::: Excerpted records

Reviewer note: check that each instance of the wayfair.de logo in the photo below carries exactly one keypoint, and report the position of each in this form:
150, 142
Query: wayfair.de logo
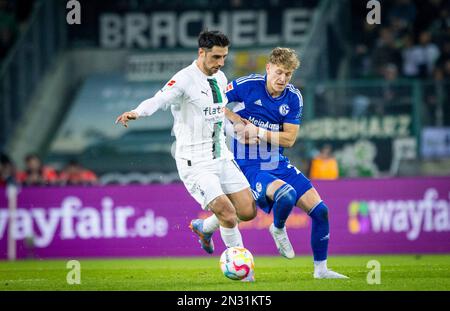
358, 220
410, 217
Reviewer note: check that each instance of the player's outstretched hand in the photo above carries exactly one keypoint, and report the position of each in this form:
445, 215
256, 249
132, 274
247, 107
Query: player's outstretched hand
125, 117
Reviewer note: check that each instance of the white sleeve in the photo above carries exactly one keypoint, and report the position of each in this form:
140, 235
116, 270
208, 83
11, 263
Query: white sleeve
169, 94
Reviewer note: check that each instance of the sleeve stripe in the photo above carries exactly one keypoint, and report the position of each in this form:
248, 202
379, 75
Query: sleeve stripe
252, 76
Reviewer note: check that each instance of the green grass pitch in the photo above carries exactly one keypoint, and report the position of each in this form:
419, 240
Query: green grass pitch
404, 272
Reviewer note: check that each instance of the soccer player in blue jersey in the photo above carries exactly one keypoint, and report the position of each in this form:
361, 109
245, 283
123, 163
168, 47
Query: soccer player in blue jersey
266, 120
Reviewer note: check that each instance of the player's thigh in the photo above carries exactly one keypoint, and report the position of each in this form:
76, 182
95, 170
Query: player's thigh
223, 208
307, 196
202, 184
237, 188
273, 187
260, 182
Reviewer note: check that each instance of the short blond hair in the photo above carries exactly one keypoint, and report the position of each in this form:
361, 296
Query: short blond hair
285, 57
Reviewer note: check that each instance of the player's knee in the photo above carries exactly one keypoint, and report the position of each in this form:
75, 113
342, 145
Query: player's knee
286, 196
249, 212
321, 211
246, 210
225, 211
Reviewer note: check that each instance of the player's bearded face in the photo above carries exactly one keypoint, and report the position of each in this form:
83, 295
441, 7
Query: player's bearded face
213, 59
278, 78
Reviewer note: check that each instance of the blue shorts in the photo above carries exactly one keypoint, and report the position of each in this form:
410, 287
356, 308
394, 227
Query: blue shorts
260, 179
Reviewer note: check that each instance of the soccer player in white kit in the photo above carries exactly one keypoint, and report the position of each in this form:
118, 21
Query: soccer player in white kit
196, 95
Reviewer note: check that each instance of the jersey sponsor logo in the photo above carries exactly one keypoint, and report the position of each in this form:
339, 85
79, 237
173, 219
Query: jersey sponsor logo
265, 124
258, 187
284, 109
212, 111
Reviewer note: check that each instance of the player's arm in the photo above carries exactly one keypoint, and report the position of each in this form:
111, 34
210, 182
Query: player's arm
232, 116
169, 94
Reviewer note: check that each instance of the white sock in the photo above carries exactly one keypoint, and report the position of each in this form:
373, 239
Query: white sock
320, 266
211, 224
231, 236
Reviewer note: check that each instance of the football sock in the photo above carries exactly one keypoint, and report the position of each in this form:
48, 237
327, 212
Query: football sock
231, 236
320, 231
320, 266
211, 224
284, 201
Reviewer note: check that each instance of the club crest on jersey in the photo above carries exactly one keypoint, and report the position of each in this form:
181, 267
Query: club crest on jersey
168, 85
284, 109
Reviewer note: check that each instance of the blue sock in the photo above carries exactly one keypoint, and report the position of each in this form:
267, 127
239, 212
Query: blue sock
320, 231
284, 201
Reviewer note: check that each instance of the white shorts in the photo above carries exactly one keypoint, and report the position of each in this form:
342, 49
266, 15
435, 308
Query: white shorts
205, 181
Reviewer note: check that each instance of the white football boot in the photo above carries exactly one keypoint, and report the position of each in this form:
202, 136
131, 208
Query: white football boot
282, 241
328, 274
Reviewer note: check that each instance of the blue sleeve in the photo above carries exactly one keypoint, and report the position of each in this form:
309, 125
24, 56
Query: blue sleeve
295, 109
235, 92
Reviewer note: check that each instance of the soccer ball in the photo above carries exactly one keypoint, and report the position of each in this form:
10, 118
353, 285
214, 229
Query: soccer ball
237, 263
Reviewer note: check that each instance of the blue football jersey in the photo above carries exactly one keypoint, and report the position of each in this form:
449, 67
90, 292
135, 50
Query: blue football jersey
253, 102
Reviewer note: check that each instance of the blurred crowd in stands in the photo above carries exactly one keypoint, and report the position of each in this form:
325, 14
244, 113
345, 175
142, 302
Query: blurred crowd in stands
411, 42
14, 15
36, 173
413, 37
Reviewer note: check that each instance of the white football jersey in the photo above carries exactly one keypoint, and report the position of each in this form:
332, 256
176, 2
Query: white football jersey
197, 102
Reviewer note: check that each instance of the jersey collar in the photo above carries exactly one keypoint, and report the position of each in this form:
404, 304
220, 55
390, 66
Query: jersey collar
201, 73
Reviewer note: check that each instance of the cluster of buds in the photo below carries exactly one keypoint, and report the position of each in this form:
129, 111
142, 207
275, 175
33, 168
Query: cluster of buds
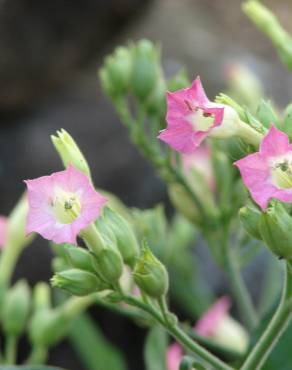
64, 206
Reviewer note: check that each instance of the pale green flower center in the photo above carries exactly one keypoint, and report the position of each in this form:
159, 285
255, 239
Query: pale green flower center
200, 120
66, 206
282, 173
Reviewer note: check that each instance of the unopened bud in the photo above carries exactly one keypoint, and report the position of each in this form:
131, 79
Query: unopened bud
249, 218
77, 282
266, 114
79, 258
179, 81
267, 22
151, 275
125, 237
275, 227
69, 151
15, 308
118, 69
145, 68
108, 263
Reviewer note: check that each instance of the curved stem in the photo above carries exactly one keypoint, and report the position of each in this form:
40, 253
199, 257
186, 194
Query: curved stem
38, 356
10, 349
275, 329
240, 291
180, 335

::::::

*Goal of the exercise*
Copy all of the data word for word, and keep the pictures out of it.

*Exercise result*
Reviewer note: check that each instance of the wayfair.de logo in the photo below carries exactly one keypoint, and report the position of each in this form:
150, 142
Query: wayfair.de logo
358, 220
410, 217
Reviewer note: check that each instance of the player's outstretched hand in the photo above carries exactly one keypoint, and report the position of each in this form:
445, 215
256, 249
132, 274
247, 107
Query: player's outstretched hand
125, 117
Reviewer note: check that each instance of the white sleeve in the photo above carries exactly one keypoint, and report the position of each in this form:
140, 235
116, 270
208, 83
11, 263
Query: white sleeve
169, 94
Reviewer note: check that each instance of the sleeve stripe in the photo above carries exactly one keypoint, and report the position of each in this form:
248, 202
379, 75
Query: sleeve stripe
252, 76
Reviewer note: check that each instance of the green grass pitch in the photo above carries exactly one keypoint, and report the position of each in this form:
419, 240
Query: green grass pitch
404, 272
Reviewer note: check that each instance of the soccer player in blue jersey in the photo above carries exactly one keypoint, and report the position of each in this form:
361, 109
245, 283
123, 163
168, 47
Query: soccer player in blue jersey
266, 120
Reviewer note: check that each instance of the player's thigh in the photo above carries exactly one keypoint, and report the position of each in this form:
76, 182
95, 170
Query: player's thigh
223, 208
307, 196
202, 184
237, 188
273, 187
260, 182
Reviewer note: check that each instance of the short blond hair in the photo above carries exactly one keypoint, and report the position of each in this form:
361, 296
Query: short blond hair
285, 57
Reviewer note: check that each instance of the player's knee in the photo above carries exactly one keypoint, and report the position of each in this form:
75, 113
342, 145
Query: player's knee
286, 196
249, 212
321, 211
246, 210
225, 211
Reviewer note: check that each instance of the player's bearded face in the photo above carries exactly one keypoint, and report the position of each in this form:
83, 295
441, 7
Query: player's bearded face
213, 59
278, 78
Reviewer note: check that each instance of the blue shorts in the photo above carries exactly one keypoint, and report the position of each in this form:
410, 287
356, 308
394, 227
Query: blue shorts
260, 179
Reviewer note: check that each instance of the soccer player in white kit in the photo above carries exactly one keypoint, and report the position of each in this form:
118, 21
Query: soccer player in white kit
196, 95
Reviewer note: check that each instance of the jersey sponsor logo in the photo above carries exactly one keypoint, and report the position of each in this form:
339, 85
79, 237
173, 219
Query: jersey sponsor logo
265, 124
258, 187
284, 109
212, 111
Reviewer note: check that each instance of the player's arm in the photo above carries exactly one keypoint, and report the position of each in this form:
111, 34
210, 182
Query: player's arm
232, 116
169, 94
Reviewer note: check that each instance of the white sock in the photo above carries exactly one keypoint, and report the position of each in this form:
373, 239
Query: white sock
320, 266
211, 224
231, 236
Reviewer note: check that each instance of the football sock in the photo above carries exactly one keypoint, and report the position of each in this form:
48, 237
327, 212
Query: football sock
231, 236
320, 231
320, 266
211, 224
284, 201
Reviewer note: check that each instance of the club crest on jersey in the photo above carries exactly one keypoint, and report the position of each in this form:
181, 267
Query: club crest on jersey
168, 85
284, 109
Reviewer note: check that each instance of the blue sock in the photo above carries exactly one keypoint, and report the position of each in this form:
267, 127
239, 212
Query: blue sock
320, 231
284, 201
Reviewer note: check that each instance of the white shorts in the photo above carries exactly one keypoint, and report the position of each in this form:
342, 49
266, 15
435, 308
Query: white shorts
205, 181
Reviewer note: check that each instance of the white football boot in the photo above carries exactly one keypoint, and report the position of each in this form:
202, 136
131, 208
Query: white football boot
282, 241
328, 274
Reviewer note: check that each instance of the blue sleeve in the photo above carries exactly one keypoint, and report the position of each in this form:
309, 125
24, 56
Query: blue sleeve
295, 109
235, 92
Reviewer note: check that each instance of the soccer ball in the photo above carries exactly one keypoint, and report the position of each in this form:
10, 118
353, 285
214, 229
Query: soccer ball
237, 263
Reviewer note: check that each instance of the blue football jersey in the photo above carries exactly one keypoint, and report the position of each in this form:
449, 67
90, 292
135, 50
Query: blue football jersey
253, 102
Reviewer note: check that each instance of the blurred crowd in stands in the photo above carries exactly one keypoint, and report the position of each in this form:
325, 14
244, 113
345, 175
142, 302
Query: blurred crowd in stands
411, 42
14, 15
36, 173
413, 37
Reviewer note: check that each instance of the white football jersey in the photo above carries exactly one keypoint, and report the position of each in this form:
332, 256
176, 2
Query: white football jersey
197, 102
Reviewer note: check that each instance of the jersey collar in the photo above carries exactly one keypoint, and report the position of each in this form:
404, 304
220, 55
390, 66
Query: jersey collar
201, 73
Reviewer note: check that each instance of the cluster of buds in the photo below carries exactly one keypoint, and report the position of each in this form:
129, 111
142, 207
275, 175
33, 168
Query: cluster of buds
64, 206
Reviewer note: check that each instance of the pale green flower center in the photo above carries exactly one keypoint, and report the position of each in this form:
159, 285
255, 239
Query: pale green flower center
200, 120
66, 206
282, 173
Reviewer note: check that each instance of the unopened bud in the photo above carries exactly one keypoint, and report the position of each in this form:
131, 79
Query: unopened bud
249, 218
77, 282
266, 114
79, 258
179, 81
267, 22
151, 275
125, 237
275, 227
69, 151
15, 308
118, 69
145, 68
108, 263
Reviewer note: check that each instance of the curved stem in the photo above carries exactly one keypoint, and report the position of each in this form:
40, 253
199, 257
186, 194
Query: curved stem
38, 356
10, 349
275, 329
240, 291
180, 335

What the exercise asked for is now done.